'''

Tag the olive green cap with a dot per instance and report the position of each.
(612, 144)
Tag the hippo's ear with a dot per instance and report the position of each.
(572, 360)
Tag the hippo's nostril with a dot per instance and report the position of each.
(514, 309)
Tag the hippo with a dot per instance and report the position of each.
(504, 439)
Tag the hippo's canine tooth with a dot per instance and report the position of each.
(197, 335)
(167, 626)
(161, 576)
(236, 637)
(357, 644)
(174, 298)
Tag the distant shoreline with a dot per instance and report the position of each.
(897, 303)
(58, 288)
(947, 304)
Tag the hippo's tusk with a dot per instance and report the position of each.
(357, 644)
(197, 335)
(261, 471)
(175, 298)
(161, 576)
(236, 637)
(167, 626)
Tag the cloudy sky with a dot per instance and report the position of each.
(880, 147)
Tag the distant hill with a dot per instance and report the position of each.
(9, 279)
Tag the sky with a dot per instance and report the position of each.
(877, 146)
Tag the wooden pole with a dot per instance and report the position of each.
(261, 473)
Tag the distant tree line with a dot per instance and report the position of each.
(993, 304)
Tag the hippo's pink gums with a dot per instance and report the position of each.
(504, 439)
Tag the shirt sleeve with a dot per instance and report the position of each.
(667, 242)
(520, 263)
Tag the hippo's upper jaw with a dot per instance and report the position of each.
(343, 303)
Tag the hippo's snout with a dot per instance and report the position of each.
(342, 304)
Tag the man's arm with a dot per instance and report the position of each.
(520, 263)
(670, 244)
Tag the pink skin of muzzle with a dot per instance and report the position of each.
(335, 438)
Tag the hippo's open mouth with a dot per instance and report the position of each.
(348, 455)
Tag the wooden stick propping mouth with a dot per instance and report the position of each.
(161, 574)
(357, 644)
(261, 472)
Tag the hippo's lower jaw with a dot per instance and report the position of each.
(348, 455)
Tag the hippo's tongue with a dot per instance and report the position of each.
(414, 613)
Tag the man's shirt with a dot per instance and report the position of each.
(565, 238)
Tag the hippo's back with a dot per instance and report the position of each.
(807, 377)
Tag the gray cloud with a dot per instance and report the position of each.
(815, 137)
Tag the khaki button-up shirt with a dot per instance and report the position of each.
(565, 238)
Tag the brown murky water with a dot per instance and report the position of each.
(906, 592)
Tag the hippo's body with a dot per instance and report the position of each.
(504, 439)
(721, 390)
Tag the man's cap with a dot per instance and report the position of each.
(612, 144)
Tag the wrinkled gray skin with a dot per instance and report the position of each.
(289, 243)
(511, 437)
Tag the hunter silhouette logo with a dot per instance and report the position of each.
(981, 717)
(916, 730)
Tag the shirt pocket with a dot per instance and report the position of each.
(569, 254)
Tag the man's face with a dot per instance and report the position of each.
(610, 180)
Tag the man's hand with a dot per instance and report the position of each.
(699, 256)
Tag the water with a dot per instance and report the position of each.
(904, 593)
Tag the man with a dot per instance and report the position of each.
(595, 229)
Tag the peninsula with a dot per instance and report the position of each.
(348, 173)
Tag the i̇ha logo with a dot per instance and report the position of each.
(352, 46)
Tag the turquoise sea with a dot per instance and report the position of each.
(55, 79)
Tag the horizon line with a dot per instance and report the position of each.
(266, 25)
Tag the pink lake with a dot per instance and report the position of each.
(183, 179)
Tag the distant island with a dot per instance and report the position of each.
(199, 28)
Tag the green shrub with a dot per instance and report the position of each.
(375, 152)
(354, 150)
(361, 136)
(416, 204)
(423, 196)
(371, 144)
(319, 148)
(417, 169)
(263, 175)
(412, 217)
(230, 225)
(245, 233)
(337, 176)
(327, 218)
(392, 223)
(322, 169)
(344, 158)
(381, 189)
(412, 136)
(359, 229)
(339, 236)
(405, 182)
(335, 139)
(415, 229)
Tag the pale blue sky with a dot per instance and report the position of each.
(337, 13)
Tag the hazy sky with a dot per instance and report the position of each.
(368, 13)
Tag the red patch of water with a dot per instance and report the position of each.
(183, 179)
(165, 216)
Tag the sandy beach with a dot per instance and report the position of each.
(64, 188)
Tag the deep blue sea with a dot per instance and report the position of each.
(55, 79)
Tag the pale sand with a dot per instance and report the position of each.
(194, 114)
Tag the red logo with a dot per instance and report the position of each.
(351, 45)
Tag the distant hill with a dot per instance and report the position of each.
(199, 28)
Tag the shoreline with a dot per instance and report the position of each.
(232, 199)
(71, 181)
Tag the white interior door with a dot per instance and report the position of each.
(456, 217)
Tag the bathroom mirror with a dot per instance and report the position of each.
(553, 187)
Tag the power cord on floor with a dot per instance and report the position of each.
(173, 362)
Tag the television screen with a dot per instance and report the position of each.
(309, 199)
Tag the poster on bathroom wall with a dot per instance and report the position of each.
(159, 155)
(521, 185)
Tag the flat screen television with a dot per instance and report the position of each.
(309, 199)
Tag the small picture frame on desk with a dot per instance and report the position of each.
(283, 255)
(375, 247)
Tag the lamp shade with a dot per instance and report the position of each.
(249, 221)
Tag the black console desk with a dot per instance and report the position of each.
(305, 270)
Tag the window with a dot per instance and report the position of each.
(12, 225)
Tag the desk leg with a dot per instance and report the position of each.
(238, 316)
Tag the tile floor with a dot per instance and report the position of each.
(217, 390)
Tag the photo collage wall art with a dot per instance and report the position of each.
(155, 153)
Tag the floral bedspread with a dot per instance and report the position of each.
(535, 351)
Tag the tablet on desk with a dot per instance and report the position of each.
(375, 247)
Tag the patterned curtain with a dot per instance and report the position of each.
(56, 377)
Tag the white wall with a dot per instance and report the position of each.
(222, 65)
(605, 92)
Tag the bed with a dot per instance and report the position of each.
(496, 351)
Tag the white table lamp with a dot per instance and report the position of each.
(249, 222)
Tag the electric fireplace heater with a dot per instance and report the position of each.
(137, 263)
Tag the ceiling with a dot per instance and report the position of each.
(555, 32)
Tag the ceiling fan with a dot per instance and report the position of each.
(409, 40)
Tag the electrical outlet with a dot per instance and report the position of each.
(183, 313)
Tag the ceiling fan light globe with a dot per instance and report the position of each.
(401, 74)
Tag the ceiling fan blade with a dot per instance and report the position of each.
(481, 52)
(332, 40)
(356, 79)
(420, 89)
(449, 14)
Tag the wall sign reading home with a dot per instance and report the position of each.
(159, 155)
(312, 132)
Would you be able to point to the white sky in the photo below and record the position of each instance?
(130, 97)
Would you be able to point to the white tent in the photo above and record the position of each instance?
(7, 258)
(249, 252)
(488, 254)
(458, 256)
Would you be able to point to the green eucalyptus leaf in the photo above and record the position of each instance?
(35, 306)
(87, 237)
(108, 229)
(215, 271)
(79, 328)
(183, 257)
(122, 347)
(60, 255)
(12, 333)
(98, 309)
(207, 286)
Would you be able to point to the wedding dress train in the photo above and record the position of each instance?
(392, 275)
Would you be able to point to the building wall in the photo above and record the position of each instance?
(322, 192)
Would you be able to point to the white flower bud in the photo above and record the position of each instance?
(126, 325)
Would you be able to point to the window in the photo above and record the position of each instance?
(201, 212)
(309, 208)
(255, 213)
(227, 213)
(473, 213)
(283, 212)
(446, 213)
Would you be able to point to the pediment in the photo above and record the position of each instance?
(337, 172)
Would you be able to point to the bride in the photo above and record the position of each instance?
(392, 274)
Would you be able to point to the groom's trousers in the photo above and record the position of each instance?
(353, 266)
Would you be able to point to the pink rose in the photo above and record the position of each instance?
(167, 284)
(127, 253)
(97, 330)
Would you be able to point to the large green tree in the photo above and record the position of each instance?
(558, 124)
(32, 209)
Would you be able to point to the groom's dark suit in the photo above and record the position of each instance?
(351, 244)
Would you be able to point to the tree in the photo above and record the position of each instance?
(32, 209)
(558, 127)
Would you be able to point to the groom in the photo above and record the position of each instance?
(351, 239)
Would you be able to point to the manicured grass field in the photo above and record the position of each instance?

'''

Look above for the line containing "Would you be able to point to the green", then transcribe it and all lines after it through the last, exactly and with nothing else.

Would you be able to point to the green eucalyptus leaf in the photo above and record the position of each instance?
(35, 306)
(87, 237)
(108, 229)
(215, 271)
(79, 328)
(183, 257)
(122, 347)
(60, 255)
(12, 333)
(98, 309)
(207, 286)
Would you be able to point to the wedding dress train in the photo above and record the position of each instance?
(392, 275)
Would you be able to point to the building wall in the photo above and record the position of each instance?
(322, 192)
Would you be able to point to the white flower bud in the photo above and record the position of each instance?
(126, 325)
Would you be able to point to the window in the photo above and record the position of each instance?
(201, 212)
(309, 208)
(255, 213)
(227, 213)
(473, 213)
(283, 212)
(446, 213)
Would you be able to point to the pediment in the photo above and record the position of each instance?
(337, 172)
Would you be able to point to the bride in the photo above and record the position of each instance?
(392, 274)
Would you be able to point to the groom's trousers in the photo above and record the position of each instance?
(353, 266)
Would you be able to point to the pink rose in the photo above and record the position of each instance?
(167, 284)
(127, 253)
(97, 330)
Would you be able to point to the large green tree in the photo above and record the position of each instance?
(558, 124)
(32, 209)
Would you be able to point to the groom's dark suit in the photo above and record the position of each instance?
(351, 244)
Would you be able to point to the tree in the photo above and record the position of each instance?
(32, 209)
(558, 127)
Would you be able to point to the groom in the photo above and record the position of each instance?
(351, 239)
Would you be able to point to the manicured grass field in the photo above and record the position of each instance?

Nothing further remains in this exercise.